-- Provided records start --
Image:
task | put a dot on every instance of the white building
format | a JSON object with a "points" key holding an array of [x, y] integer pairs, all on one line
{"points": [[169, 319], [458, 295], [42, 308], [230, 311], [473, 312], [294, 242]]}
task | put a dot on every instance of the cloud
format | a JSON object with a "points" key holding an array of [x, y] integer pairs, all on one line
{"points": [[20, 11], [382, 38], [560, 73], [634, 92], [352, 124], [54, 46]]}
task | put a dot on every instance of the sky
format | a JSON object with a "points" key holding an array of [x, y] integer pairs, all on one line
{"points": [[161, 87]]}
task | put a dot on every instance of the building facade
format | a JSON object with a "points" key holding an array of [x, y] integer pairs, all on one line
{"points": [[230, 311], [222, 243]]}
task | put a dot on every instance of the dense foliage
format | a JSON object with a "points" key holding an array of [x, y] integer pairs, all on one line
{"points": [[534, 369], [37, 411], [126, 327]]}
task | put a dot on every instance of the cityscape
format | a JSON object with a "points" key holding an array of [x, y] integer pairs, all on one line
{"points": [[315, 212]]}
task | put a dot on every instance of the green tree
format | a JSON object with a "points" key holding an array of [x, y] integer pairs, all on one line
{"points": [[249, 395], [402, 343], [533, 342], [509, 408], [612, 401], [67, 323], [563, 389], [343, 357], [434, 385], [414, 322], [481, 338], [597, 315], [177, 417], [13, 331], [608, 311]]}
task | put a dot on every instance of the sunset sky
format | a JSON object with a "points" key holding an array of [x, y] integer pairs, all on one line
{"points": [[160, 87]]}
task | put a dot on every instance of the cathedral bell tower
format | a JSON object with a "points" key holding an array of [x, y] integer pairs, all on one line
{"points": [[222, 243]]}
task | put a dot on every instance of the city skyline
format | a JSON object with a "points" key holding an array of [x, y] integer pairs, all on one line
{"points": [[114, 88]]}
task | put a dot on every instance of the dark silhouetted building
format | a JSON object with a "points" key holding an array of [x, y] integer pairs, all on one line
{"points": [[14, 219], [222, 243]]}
-- Provided records end --
Copy only the lines from the line with "task | put a dot on every instance of the sunset" through the end of the records, replacing "every instance of" with "each instance of" and leaving everything else unchanged.

### The answer
task | put a dot on each instance of the sunset sky
format | a JSON object with a "points" key holding an array of [x, y] integer pairs, all on one line
{"points": [[160, 87]]}
task | put a dot on each instance of the cathedral bell tower
format | a JSON object with a "points" key holding an array of [x, y] integer pairs, all on one line
{"points": [[222, 243]]}
task | put a dot on each instance of the city skyline
format | a JSON object with a "points" key holding an array of [x, y] integer pairs, all on one line
{"points": [[114, 88]]}
task | put a dot on each instance of the dark silhouetted building
format | a JSON object with a "points" key holding an array of [x, y] integer pairs, all on one line
{"points": [[14, 219], [222, 243]]}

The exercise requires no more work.